— BEGIN EXTRACTED RECORDS —

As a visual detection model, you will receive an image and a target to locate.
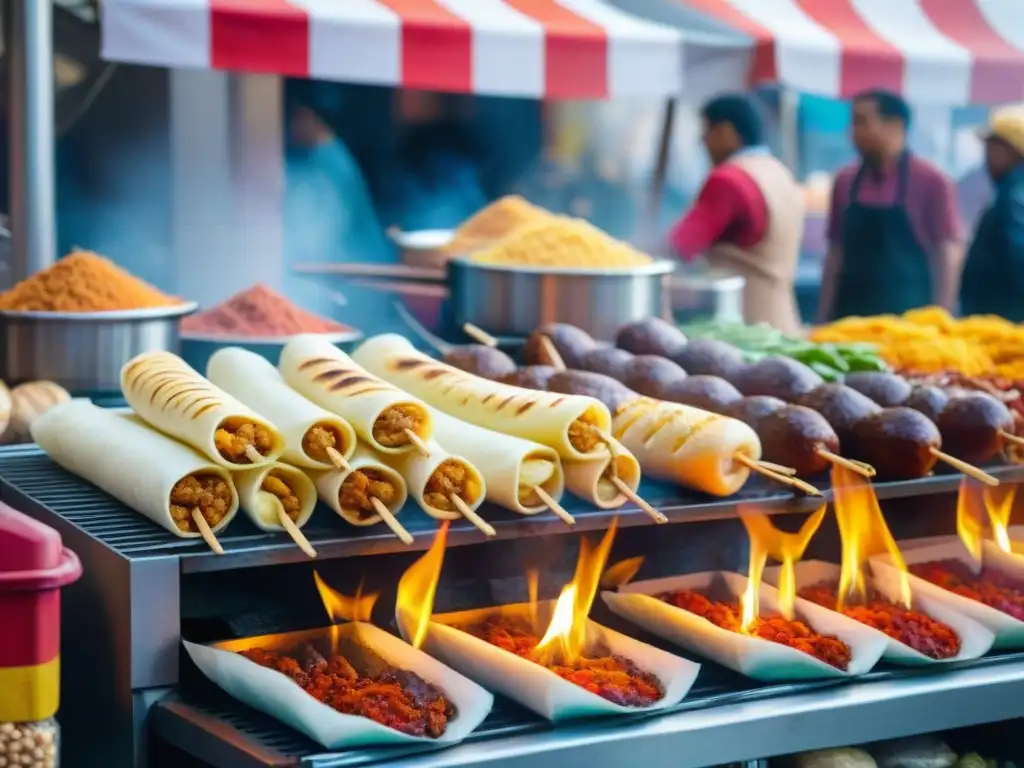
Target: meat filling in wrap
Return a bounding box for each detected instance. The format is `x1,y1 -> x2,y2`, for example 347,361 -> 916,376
338,469 -> 395,520
423,459 -> 480,512
260,471 -> 302,520
374,406 -> 425,447
213,419 -> 273,464
569,411 -> 604,454
302,424 -> 345,464
170,474 -> 231,534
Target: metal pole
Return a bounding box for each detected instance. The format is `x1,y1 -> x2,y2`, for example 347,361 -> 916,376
3,0 -> 56,281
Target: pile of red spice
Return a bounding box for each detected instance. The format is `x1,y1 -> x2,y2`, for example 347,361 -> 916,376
181,283 -> 352,338
468,616 -> 665,707
800,584 -> 961,658
660,590 -> 853,672
910,560 -> 1024,622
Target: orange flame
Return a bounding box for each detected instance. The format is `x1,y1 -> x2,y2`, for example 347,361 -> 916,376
982,485 -> 1017,552
831,464 -> 911,610
535,518 -> 618,663
313,570 -> 379,624
956,477 -> 1017,563
394,520 -> 449,648
738,504 -> 826,631
601,555 -> 643,590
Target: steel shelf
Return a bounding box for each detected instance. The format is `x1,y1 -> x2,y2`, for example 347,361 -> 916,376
150,653 -> 1024,768
0,445 -> 1024,573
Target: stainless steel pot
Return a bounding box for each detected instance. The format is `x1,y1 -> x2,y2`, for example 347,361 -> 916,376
0,302 -> 198,395
449,259 -> 675,341
670,269 -> 746,323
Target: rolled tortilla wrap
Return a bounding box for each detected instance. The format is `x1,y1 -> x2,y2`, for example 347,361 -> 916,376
353,334 -> 611,459
234,462 -> 316,530
612,397 -> 761,496
206,347 -> 355,468
430,410 -> 565,515
279,334 -> 433,454
562,442 -> 640,509
32,400 -> 239,539
313,444 -> 409,527
381,440 -> 487,520
121,352 -> 285,469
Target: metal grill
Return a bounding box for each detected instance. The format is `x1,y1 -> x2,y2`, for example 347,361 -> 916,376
151,652 -> 1024,768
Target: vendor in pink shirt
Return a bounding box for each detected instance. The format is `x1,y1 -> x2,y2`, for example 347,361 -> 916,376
818,91 -> 964,322
669,95 -> 804,334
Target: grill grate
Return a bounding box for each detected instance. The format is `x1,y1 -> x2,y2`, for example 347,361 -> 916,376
151,652 -> 1024,768
0,445 -> 1024,572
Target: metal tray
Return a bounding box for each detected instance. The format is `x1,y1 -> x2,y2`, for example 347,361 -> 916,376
0,445 -> 1024,572
150,652 -> 1024,768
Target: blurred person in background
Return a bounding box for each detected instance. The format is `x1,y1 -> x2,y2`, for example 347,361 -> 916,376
669,95 -> 804,335
817,91 -> 964,323
961,106 -> 1024,323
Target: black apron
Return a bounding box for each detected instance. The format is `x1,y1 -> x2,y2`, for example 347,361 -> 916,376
833,153 -> 932,317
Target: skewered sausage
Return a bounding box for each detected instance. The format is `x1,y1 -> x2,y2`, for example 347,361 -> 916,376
443,344 -> 518,379
615,317 -> 686,358
732,357 -> 824,402
522,323 -> 597,368
663,376 -> 743,414
843,371 -> 913,408
757,406 -> 840,475
623,354 -> 686,400
840,407 -> 942,480
937,392 -> 1014,464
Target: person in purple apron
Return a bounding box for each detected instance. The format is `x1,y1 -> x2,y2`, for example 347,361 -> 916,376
818,91 -> 964,322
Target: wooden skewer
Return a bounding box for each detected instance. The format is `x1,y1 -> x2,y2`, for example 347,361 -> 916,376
278,503 -> 316,557
327,445 -> 352,472
193,507 -> 224,555
814,446 -> 877,477
999,429 -> 1024,445
732,453 -> 821,496
758,460 -> 797,477
541,336 -> 565,371
404,429 -> 430,459
929,447 -> 999,485
449,494 -> 498,536
462,323 -> 498,347
534,485 -> 575,525
608,477 -> 669,522
370,496 -> 413,547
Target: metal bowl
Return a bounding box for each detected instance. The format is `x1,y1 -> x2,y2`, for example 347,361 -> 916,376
0,302 -> 198,395
181,330 -> 362,374
449,259 -> 675,340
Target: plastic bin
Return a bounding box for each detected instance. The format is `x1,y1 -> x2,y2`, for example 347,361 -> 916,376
0,503 -> 82,768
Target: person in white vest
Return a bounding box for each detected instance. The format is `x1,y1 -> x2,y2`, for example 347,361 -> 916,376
669,95 -> 804,335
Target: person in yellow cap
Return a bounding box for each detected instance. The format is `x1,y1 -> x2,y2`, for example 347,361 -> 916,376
959,106 -> 1024,323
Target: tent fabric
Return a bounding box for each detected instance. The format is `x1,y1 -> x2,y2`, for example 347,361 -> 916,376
675,0 -> 1024,105
100,0 -> 684,99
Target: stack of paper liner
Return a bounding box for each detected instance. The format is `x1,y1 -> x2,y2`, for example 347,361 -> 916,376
764,560 -> 995,667
182,622 -> 494,750
395,600 -> 700,722
601,570 -> 887,682
869,536 -> 1024,650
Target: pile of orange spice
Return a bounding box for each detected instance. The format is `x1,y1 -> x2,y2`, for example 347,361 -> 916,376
181,283 -> 351,338
0,251 -> 181,312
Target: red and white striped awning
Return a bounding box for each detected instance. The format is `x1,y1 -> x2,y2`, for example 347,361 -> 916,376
100,0 -> 683,99
679,0 -> 1024,105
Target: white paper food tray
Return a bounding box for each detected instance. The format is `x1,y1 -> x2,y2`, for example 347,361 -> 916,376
182,623 -> 494,750
868,536 -> 1024,649
601,570 -> 886,682
398,600 -> 700,721
764,560 -> 995,667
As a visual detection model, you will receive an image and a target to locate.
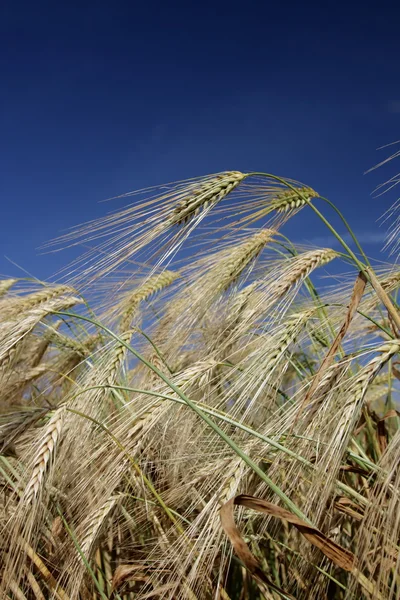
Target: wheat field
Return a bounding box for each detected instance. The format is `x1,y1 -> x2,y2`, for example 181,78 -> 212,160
0,171 -> 400,600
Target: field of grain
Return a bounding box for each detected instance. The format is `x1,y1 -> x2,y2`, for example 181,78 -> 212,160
0,171 -> 400,600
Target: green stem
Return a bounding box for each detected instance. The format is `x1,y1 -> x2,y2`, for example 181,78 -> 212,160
54,311 -> 311,525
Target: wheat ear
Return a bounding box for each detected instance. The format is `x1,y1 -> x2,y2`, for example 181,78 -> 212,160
168,171 -> 246,225
24,406 -> 65,504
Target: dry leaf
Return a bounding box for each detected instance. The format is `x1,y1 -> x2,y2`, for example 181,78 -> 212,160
112,565 -> 147,590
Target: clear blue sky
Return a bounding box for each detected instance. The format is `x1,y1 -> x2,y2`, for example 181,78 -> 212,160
0,0 -> 400,278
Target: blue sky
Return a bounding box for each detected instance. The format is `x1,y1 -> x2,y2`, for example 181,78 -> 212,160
0,0 -> 400,278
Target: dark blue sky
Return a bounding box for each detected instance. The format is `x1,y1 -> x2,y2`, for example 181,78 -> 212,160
0,0 -> 400,278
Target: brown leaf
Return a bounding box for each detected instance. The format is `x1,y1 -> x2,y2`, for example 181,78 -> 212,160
376,419 -> 387,453
334,496 -> 364,521
295,272 -> 367,422
339,465 -> 369,477
367,269 -> 400,331
392,366 -> 400,379
112,565 -> 147,590
220,495 -> 293,598
221,494 -> 355,593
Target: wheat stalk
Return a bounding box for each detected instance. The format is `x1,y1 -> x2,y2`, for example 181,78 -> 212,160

— END EXTRACTED RECORDS —

● **PROBLEM STATEMENT**
Retype the entries word for word. Omit any images.

● **RESULT FOR THIS EXERCISE**
As a visual detection model, you will receive an image and a target to locate.
Target: meat filling in wrap
Return a bounding box for each detected instance. The format is `x1,y1 -> x2,y2`, for example 347,361 -> 916,376
338,469 -> 395,520
423,459 -> 480,512
260,471 -> 302,520
374,406 -> 425,447
213,419 -> 273,464
569,411 -> 604,454
302,424 -> 345,464
170,474 -> 231,534
Target: metal pole
Return a bounding box for each detected instance. The format is `x1,y1 -> x2,y2`, for example 347,361 -> 916,376
3,0 -> 56,281
Target: pile of red spice
Return a bounding box for each detected instance. The format is `x1,y1 -> x2,y2`, for example 347,361 -> 916,376
181,283 -> 352,338
468,616 -> 665,707
800,584 -> 961,658
660,590 -> 853,672
910,560 -> 1024,622
Target: orange flame
Return a bounding box for each detected instance. The format is `x1,y1 -> x2,y2`, for example 347,361 -> 916,376
982,485 -> 1017,552
831,464 -> 911,610
535,518 -> 618,663
313,570 -> 379,624
956,477 -> 1017,563
394,520 -> 449,648
738,504 -> 826,631
601,555 -> 643,590
Target: steel shelf
Return a bounding box for each detected instance. The format is `x1,y1 -> x2,y2`, for example 347,361 -> 916,376
150,653 -> 1024,768
0,445 -> 1024,573
Target: stainless steel pot
Return a bounding box for each detected instance. The format is `x1,y1 -> x2,y2`, for example 347,361 -> 916,376
0,302 -> 198,395
449,259 -> 675,341
670,269 -> 746,323
Target: rolled tortilla wrap
Return a bounding box for each detected instance. The format is `x1,y1 -> x2,y2`, for example 347,361 -> 916,376
353,334 -> 611,459
234,462 -> 316,530
612,397 -> 761,496
206,347 -> 355,468
430,410 -> 565,515
279,334 -> 433,454
562,442 -> 640,509
32,400 -> 239,539
313,444 -> 409,527
381,440 -> 487,520
121,352 -> 285,469
Target: metal grill
Return a bounding box for each detected instance. The format is `x1,y1 -> x2,y2`, for example 347,361 -> 916,376
151,652 -> 1024,768
Target: vendor in pink shirt
Return a bounding box for each detected instance. The format is `x1,y1 -> x2,y2`, for example 347,361 -> 916,376
818,91 -> 964,322
669,95 -> 804,334
Target: grill grate
Return a bounding box for each detected instance. The format is `x1,y1 -> x2,y2`, for example 347,361 -> 916,376
151,652 -> 1024,768
0,445 -> 1024,572
Target: metal tray
Return a bounding box for each detected instance. The format is `x1,y1 -> x2,y2`, for example 347,361 -> 916,376
0,445 -> 1024,572
150,652 -> 1024,768
Target: blurred person in background
Return a bounding box for each detected instance. The format is `x1,y1 -> x2,y2`, for example 347,361 -> 916,376
669,95 -> 804,335
817,91 -> 964,323
961,106 -> 1024,323
Target: black apron
Return a bounding box for each detected instance. The format is `x1,y1 -> x2,y2`, for example 347,361 -> 916,376
833,153 -> 932,317
Target: skewered sausage
Return a bounding box for each detected instance. The format is `x1,y1 -> x2,y2`, for example 347,361 -> 916,376
443,344 -> 518,379
615,317 -> 686,358
732,357 -> 824,402
522,323 -> 597,368
663,376 -> 743,414
843,371 -> 913,408
757,406 -> 840,475
623,354 -> 686,400
840,407 -> 942,480
937,392 -> 1014,464
Target: person in purple apron
Return a bounding box for each detected instance. The format is `x1,y1 -> x2,y2`, for example 347,361 -> 916,376
818,91 -> 964,322
Target: wooden skewer
Return a bounding box for each detected instance. The format is `x1,y1 -> x2,y2`, for example 347,361 -> 916,376
278,503 -> 316,557
327,445 -> 352,472
193,507 -> 224,555
814,446 -> 877,477
999,429 -> 1024,445
732,453 -> 821,496
758,460 -> 797,477
541,336 -> 565,371
404,429 -> 430,459
929,447 -> 999,485
449,494 -> 498,536
462,323 -> 498,347
534,485 -> 575,525
608,477 -> 669,522
370,496 -> 413,547
Target: metal bowl
Return a bounding box for each detected instance. The format is `x1,y1 -> x2,y2`, for example 347,361 -> 916,376
0,302 -> 198,395
181,330 -> 362,374
449,259 -> 675,340
Target: plastic bin
Return a bounding box for each detected instance. The format is `x1,y1 -> x2,y2`, for example 347,361 -> 916,376
0,503 -> 82,768
Target: person in white vest
Return a bounding box for each detected instance. The format is `x1,y1 -> x2,y2`, for example 347,361 -> 916,376
669,95 -> 804,335
Target: person in yellow cap
Return a bounding box for each detected instance. The format is `x1,y1 -> x2,y2`, for example 347,361 -> 916,376
959,106 -> 1024,323
Target: tent fabric
Return a bounding box for each detected instance. The format is `x1,y1 -> x2,y2`, for example 347,361 -> 916,376
675,0 -> 1024,105
100,0 -> 684,99
Target: stack of paper liner
Return a bounding box for each detected instance. The format is `x1,y1 -> x2,y2`, for example 347,361 -> 916,376
764,560 -> 995,667
182,622 -> 494,750
395,600 -> 700,722
601,570 -> 887,682
869,536 -> 1024,650
Target: pile of orange spice
Return a bounding box for each detected instance. The format is `x1,y1 -> x2,y2`, for example 347,361 -> 916,376
181,283 -> 351,338
0,251 -> 181,312
Target: red and white striped awning
Return a bounding box for each detected instance. The format is `x1,y1 -> x2,y2`, for example 347,361 -> 916,376
100,0 -> 683,99
679,0 -> 1024,105
Target: white paper food tray
Return a bounding box for each detected instance. The format is `x1,y1 -> x2,y2`, for example 347,361 -> 916,376
182,623 -> 494,750
868,536 -> 1024,649
601,570 -> 886,682
398,600 -> 700,721
764,560 -> 995,667
As a visual detection model, you will receive an image and a target to locate.
Target: wheat field
Return a bounding box for each detected instance. The format is `x1,y1 -> x2,y2`, for example 181,78 -> 212,160
0,171 -> 400,600
Target: field of grain
Return a bounding box for each detected instance. The format is `x1,y1 -> x2,y2`, for example 181,78 -> 212,160
0,171 -> 400,600
Target: green stem
Return a bounding box for each detected instance. The format is `x1,y1 -> x2,y2`, for example 181,78 -> 212,160
54,311 -> 311,525
Target: wheat ear
Return a bounding box for each detected instance. The format is `x1,y1 -> x2,y2`, for example 181,78 -> 212,160
168,171 -> 246,225
24,406 -> 65,504
Target: dry leaf
Return a bounding box for each detected instance. The format is `x1,y1 -> x2,y2`, for example 181,78 -> 212,160
112,565 -> 147,590
Target: clear blue sky
Return a bounding box for each detected instance. The format is `x1,y1 -> x2,y2`, for example 181,78 -> 212,160
0,0 -> 400,278
Target: blue sky
Return a bounding box for each detected instance. The format is `x1,y1 -> x2,y2`, for example 181,78 -> 212,160
0,0 -> 400,278
Target: dark blue sky
Return a bounding box for each detected instance. The format is `x1,y1 -> x2,y2`, for example 181,78 -> 212,160
0,0 -> 400,278
Target: brown leaf
Return a bounding box for each detected instance. The format is `x1,y1 -> x2,y2`, for example 181,78 -> 212,160
376,419 -> 387,453
334,496 -> 364,521
295,272 -> 367,422
339,465 -> 369,477
367,269 -> 400,331
392,366 -> 400,379
112,565 -> 147,590
220,495 -> 293,598
221,494 -> 355,593
Target: wheat stalk
Return a bounding box for each detected instance. The format is `x1,y1 -> x2,y2`, for example 181,78 -> 212,160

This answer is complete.